REQUIREMENT ->
Which lines in the records below contain the string "stucco"? List each of them word for word.

SOURCE MATERIAL ->

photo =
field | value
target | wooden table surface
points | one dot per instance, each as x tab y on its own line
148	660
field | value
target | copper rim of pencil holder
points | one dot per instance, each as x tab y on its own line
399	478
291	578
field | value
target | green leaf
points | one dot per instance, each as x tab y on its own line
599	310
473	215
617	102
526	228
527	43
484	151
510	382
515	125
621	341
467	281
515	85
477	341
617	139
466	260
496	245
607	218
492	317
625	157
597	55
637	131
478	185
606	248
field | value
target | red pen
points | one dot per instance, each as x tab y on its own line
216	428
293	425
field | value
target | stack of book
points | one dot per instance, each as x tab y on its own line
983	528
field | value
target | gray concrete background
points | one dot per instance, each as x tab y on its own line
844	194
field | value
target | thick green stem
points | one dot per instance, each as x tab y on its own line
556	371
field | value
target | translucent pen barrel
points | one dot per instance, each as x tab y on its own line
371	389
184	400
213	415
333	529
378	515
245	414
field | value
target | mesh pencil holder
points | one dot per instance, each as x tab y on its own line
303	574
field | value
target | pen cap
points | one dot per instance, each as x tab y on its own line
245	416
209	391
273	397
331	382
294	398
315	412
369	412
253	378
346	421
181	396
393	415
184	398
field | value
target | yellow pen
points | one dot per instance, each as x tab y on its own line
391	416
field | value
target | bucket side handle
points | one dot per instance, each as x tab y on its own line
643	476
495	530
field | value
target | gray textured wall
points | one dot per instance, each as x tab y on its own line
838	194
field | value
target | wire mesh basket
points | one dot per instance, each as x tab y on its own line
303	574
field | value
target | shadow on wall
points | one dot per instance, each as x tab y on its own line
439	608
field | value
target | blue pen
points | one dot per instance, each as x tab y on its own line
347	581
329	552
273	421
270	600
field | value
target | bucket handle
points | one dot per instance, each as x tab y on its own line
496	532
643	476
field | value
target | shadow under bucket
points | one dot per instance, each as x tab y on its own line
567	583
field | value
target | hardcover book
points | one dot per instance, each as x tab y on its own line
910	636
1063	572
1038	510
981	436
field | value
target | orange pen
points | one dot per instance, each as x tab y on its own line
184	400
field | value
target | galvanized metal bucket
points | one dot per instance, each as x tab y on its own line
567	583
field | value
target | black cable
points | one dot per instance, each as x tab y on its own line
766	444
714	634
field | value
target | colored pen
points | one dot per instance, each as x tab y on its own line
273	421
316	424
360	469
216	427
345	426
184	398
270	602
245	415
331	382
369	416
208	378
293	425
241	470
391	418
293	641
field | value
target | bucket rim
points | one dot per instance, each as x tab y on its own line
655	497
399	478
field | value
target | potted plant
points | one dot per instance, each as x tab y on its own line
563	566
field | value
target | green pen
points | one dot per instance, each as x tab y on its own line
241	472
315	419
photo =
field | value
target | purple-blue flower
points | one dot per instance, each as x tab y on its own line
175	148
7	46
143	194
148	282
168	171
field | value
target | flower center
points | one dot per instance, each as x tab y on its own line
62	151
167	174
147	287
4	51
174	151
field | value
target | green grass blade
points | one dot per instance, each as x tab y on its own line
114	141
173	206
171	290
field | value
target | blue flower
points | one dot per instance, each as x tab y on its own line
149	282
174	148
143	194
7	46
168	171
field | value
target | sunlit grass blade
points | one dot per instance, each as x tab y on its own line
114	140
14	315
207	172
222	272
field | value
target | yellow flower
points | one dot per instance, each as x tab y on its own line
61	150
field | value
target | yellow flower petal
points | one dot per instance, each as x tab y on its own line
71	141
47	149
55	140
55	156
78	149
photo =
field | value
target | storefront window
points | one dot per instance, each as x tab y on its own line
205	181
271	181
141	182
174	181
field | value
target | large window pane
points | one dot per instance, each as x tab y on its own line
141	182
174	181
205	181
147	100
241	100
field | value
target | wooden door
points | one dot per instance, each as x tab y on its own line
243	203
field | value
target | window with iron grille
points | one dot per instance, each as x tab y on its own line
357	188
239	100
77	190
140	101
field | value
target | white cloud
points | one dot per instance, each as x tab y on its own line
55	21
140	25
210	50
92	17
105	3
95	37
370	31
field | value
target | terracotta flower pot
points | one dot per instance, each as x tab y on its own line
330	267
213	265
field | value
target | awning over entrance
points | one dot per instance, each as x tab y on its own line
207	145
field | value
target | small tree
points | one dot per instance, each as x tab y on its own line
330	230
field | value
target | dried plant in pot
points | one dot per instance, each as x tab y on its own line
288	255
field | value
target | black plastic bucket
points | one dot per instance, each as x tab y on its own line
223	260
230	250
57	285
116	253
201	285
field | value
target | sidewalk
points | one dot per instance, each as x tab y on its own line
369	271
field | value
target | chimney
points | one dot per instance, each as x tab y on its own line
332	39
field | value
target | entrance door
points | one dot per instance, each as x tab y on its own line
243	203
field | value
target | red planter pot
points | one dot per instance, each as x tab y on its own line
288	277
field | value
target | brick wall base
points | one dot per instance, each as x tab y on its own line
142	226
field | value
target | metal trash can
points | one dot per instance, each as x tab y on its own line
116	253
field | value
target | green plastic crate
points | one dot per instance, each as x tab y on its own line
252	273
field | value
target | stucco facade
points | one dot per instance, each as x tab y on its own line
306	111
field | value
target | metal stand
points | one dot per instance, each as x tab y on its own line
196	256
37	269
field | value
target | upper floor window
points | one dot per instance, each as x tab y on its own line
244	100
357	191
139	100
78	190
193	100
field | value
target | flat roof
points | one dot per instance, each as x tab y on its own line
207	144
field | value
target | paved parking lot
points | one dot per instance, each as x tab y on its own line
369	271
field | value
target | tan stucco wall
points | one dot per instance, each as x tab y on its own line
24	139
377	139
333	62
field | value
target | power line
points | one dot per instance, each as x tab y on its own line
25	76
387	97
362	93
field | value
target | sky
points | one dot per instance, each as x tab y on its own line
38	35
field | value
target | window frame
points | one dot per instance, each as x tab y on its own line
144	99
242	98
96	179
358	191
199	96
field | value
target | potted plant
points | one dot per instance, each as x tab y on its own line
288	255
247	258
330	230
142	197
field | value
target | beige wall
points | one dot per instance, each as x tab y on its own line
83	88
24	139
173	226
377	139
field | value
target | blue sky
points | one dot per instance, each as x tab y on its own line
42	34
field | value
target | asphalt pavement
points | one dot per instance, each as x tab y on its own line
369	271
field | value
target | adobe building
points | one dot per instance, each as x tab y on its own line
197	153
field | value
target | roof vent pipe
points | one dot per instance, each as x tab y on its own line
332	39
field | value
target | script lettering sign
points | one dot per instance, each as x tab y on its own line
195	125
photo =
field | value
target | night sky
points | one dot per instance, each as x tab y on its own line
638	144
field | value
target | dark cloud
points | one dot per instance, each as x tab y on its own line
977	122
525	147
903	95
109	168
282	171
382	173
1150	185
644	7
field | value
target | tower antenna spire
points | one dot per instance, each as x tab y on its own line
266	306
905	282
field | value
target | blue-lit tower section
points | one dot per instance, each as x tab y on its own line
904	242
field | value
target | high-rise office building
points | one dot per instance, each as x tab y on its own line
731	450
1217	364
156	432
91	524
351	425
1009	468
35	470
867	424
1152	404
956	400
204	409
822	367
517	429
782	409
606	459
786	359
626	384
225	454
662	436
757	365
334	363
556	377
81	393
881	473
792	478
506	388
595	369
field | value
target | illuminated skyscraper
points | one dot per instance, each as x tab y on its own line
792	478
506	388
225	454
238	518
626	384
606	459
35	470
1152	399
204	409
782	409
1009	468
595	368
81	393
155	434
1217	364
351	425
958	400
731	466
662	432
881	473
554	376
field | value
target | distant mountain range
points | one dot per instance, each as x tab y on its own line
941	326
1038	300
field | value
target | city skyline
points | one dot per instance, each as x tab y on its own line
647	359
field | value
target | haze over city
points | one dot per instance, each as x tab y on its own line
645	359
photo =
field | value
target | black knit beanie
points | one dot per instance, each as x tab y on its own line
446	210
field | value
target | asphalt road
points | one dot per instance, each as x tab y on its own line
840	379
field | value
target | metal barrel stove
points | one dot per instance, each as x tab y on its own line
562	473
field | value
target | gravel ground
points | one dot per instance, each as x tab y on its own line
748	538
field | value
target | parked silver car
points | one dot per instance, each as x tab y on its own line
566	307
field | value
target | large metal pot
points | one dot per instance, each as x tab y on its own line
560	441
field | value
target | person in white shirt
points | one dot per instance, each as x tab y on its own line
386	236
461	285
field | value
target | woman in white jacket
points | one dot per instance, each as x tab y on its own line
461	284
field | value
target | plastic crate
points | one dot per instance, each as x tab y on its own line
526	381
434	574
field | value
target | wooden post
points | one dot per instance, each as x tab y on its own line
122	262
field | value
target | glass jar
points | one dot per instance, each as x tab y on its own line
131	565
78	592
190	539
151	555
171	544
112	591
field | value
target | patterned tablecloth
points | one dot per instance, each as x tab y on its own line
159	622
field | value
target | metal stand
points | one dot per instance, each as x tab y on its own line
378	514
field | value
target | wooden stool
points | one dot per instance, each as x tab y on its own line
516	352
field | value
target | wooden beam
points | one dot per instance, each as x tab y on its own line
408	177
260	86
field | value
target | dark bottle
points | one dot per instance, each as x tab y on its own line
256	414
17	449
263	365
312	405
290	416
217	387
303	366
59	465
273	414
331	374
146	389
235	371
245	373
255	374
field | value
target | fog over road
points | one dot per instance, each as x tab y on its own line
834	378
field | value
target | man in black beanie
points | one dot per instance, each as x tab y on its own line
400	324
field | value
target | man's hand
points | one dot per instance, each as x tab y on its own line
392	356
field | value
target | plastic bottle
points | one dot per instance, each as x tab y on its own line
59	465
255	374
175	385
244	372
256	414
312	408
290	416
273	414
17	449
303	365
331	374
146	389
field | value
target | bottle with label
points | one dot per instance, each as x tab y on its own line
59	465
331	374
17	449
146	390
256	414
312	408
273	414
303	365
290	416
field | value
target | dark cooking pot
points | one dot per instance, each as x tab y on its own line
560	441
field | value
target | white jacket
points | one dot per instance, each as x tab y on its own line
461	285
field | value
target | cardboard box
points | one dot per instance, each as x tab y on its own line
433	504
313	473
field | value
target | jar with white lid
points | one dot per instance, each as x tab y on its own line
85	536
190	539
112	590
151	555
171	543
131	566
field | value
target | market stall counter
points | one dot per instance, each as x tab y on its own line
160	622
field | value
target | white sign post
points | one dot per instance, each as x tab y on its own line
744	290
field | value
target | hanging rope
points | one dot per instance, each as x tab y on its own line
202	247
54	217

RESPONSE TO THIS TASK ->
target | stucco facade
target | tan stucco wall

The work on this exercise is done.